--- start Information shown ---
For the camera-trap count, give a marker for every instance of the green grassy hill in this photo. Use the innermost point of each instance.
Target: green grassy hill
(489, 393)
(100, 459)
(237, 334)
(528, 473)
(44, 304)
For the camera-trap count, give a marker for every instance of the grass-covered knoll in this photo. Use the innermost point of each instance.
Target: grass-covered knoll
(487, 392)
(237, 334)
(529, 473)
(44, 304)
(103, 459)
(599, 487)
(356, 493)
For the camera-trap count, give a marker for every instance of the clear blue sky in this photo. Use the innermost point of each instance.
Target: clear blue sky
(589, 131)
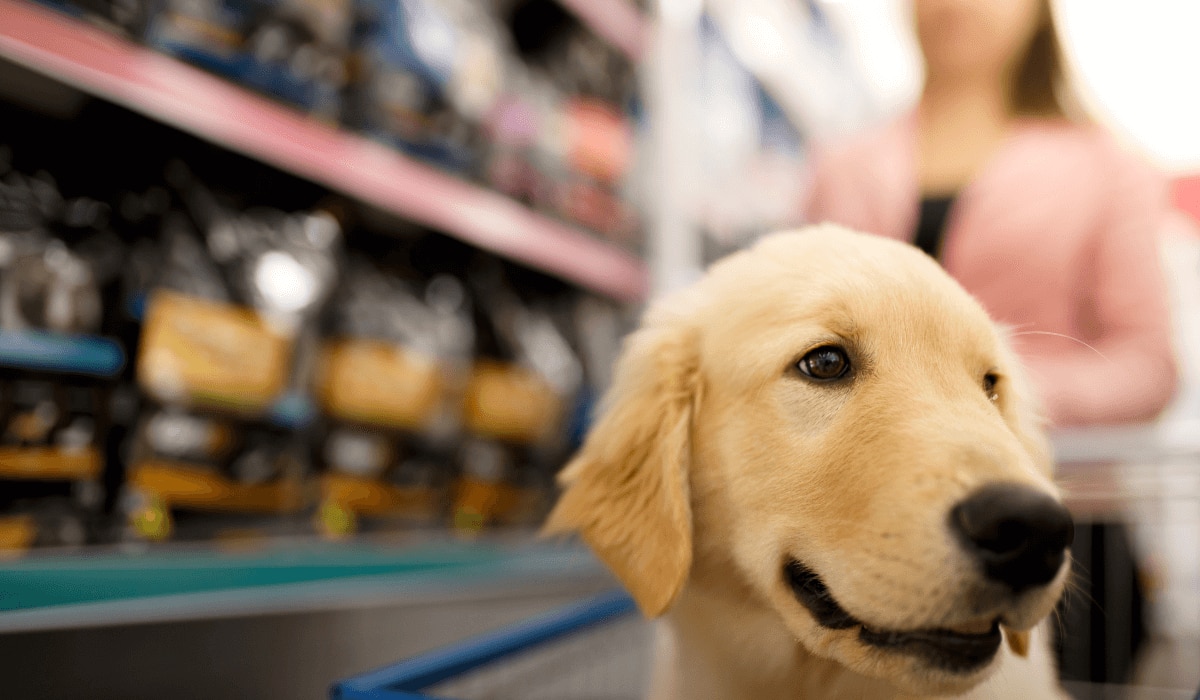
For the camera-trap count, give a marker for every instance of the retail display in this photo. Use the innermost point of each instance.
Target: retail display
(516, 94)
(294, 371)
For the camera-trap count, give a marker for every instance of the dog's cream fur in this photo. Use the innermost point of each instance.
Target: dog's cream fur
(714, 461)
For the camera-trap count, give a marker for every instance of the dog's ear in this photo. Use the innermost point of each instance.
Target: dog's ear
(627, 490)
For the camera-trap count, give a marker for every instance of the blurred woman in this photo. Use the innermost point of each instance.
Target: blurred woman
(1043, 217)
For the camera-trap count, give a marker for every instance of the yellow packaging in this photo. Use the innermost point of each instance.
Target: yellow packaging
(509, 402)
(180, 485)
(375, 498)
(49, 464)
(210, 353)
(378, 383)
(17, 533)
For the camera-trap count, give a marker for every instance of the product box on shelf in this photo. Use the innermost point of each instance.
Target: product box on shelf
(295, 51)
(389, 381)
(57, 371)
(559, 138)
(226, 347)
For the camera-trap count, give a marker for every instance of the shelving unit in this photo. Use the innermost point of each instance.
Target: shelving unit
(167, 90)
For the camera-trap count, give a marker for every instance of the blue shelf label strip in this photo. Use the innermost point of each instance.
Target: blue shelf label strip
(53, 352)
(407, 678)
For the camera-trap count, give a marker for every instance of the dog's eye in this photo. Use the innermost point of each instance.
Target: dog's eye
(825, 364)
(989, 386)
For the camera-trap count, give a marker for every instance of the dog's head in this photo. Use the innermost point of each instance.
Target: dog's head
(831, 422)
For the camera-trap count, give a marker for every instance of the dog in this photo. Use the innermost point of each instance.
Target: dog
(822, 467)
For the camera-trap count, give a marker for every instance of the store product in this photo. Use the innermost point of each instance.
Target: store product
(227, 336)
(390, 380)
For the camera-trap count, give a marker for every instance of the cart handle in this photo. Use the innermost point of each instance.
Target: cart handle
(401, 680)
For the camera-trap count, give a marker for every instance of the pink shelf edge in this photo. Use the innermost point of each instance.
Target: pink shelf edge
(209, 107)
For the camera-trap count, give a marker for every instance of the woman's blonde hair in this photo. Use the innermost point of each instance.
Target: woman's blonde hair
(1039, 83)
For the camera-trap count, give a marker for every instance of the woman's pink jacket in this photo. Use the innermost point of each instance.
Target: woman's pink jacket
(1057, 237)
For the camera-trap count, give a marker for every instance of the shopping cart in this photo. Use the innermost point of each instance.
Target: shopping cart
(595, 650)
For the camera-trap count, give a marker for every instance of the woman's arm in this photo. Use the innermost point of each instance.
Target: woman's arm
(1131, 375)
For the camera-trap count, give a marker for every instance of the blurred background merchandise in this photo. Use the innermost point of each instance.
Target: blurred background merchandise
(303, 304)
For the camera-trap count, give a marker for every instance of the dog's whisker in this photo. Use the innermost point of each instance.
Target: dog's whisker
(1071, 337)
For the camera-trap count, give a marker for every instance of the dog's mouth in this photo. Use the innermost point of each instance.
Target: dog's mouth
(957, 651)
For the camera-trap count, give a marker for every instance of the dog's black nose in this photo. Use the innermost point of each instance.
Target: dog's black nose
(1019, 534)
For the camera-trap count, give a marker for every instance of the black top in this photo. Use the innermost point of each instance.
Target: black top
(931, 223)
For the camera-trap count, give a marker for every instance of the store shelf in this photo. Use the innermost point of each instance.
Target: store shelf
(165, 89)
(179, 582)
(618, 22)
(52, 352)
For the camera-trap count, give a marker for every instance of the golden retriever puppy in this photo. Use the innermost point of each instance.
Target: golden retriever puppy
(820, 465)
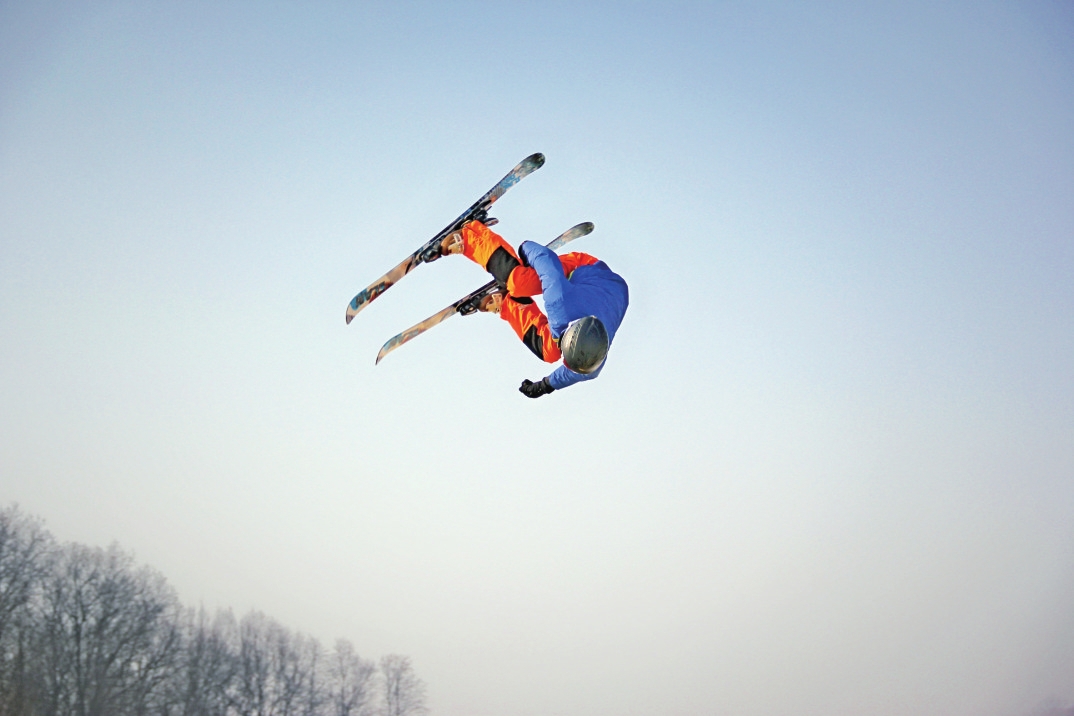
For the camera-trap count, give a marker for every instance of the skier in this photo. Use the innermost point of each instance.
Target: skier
--- end Information shown ---
--- start Information shown ---
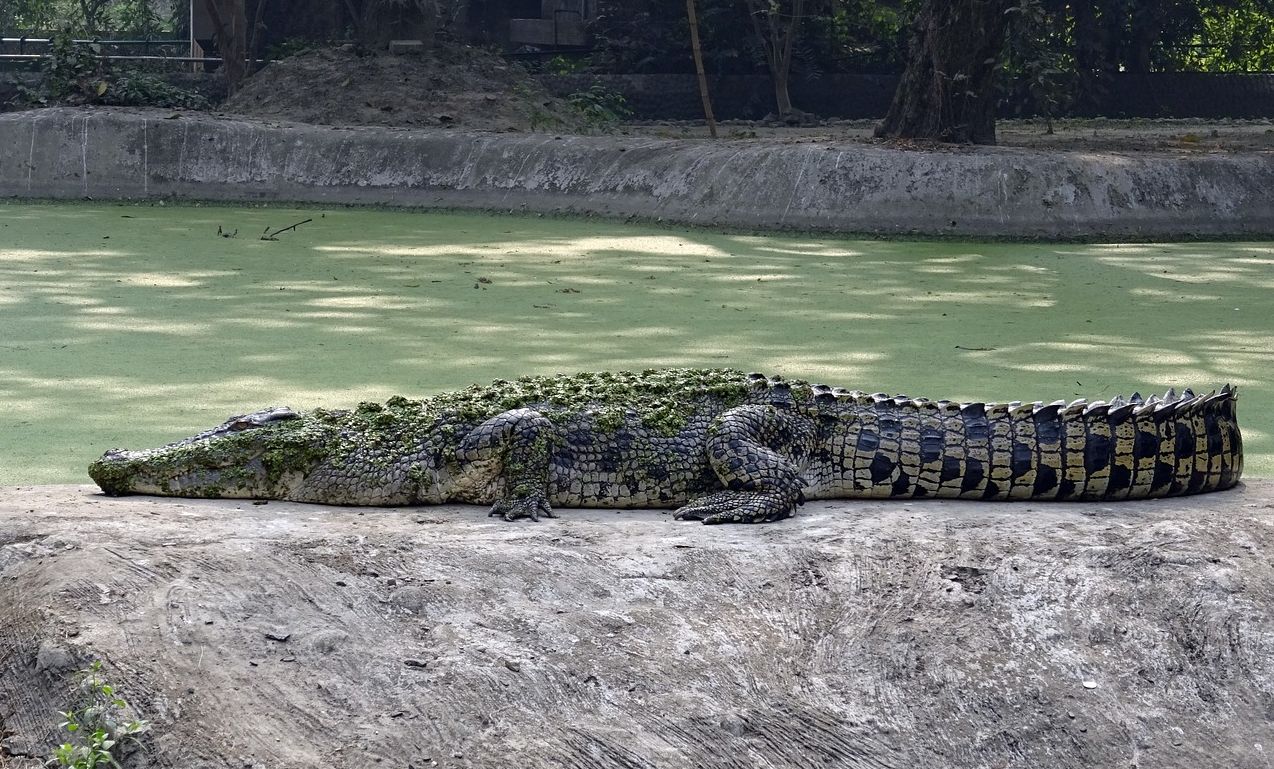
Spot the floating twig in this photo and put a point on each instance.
--- end Information shown ---
--- start Information shown ---
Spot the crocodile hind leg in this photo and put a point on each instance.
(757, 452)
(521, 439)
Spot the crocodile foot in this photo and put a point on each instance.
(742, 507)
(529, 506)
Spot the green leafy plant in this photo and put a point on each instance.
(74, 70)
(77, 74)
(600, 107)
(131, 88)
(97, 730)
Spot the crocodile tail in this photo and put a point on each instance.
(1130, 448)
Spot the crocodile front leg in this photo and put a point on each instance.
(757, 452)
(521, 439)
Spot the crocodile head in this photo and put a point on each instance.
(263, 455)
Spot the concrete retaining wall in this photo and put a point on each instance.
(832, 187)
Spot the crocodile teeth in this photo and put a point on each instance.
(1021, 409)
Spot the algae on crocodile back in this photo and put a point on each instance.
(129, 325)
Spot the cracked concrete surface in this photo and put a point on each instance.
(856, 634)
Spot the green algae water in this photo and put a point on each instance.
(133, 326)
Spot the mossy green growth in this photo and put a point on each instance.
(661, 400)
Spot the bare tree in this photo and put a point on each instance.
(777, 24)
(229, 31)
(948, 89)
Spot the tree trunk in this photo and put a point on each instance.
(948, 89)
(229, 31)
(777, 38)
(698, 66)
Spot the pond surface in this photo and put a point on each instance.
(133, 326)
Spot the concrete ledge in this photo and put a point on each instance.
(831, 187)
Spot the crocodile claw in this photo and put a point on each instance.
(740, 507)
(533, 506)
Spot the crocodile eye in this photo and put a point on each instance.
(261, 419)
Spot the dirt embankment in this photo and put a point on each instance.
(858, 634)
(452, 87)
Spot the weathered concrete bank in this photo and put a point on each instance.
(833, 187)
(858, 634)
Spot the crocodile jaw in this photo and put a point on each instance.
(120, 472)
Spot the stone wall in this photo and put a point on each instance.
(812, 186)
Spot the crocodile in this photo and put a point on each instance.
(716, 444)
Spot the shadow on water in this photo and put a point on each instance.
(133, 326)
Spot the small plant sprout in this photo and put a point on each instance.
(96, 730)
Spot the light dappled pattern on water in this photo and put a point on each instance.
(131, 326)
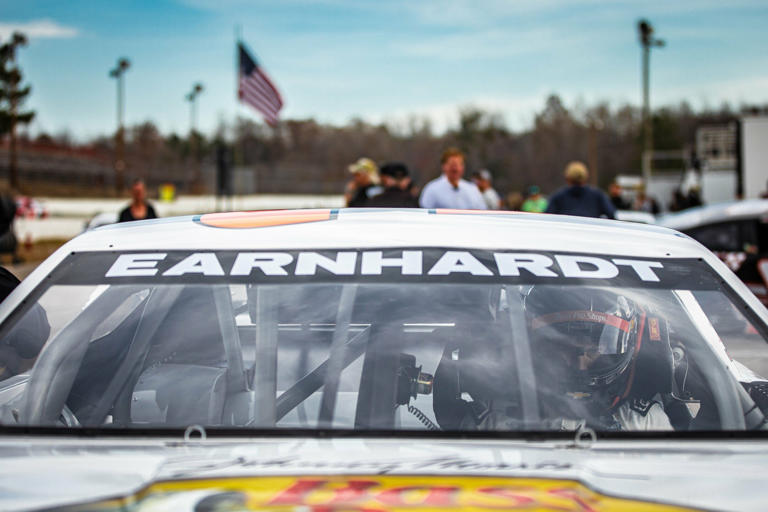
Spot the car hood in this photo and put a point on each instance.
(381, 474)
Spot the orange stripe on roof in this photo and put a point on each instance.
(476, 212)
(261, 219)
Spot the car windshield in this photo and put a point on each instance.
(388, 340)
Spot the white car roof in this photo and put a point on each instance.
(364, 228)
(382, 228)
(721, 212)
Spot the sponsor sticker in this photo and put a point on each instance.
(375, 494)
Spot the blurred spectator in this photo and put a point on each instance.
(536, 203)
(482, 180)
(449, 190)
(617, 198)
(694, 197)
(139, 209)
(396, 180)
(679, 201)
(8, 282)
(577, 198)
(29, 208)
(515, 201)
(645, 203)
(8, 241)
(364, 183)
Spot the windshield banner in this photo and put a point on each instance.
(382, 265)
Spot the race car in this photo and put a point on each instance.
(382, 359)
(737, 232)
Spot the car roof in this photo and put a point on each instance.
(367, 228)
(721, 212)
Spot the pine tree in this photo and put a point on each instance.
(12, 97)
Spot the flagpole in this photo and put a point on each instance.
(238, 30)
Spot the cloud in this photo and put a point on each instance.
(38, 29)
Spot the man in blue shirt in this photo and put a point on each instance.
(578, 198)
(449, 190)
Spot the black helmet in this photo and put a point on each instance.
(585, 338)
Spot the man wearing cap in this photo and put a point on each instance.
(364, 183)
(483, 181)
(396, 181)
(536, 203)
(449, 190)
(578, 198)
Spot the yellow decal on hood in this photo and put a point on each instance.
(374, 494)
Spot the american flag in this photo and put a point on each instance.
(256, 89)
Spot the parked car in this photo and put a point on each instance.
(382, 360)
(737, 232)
--- end Information shown ---
Description of the task>
Rewrite the part that opens with the line containing "of the green" and closes with the line containing "(1043, 217)", keeping every line of text as it stands and multiplying each answer coordinate by 1.55, rounded to whole numbers with halves rounded up. Leave the pictures out of your answer.

Full output>
For the camera-trap count, give a marker for every instance of the green grassy hill in this photo. Use the innermost point of each instance.
Target: green grassy hill
(758, 609)
(155, 711)
(367, 518)
(818, 733)
(68, 471)
For the camera-trap count, give a marker for every instance of the grass-covered knoll in this photo. Use the innermost point of each instance.
Target: grass-covered knoll
(755, 608)
(367, 518)
(820, 733)
(68, 471)
(160, 711)
(928, 755)
(552, 764)
For the camera-trap count, give a marker for every instance of the clear blue sky in this photo. Use the innermost point of each instance.
Target: clear blue sky
(913, 203)
For the camera-trap count, give a marker for every instance of the retail display in this photo. Use the innermost point of each instance.
Target: retail display
(800, 146)
(456, 575)
For the camera-trap count, give a marker for every instance of the dog's cream fur in this photo. Use the innermost point of each instance.
Target: dog's cream fur
(1107, 715)
For the camera-trap count, give a marker for every instance of the dog's ear in this photo. Use the innermost point of each instance.
Target: dog's ear
(972, 760)
For the camera-trap count, give a marker for every instance of the blurred woman in this photo. Use the innermost point of each instance.
Target: blurred woman
(1617, 336)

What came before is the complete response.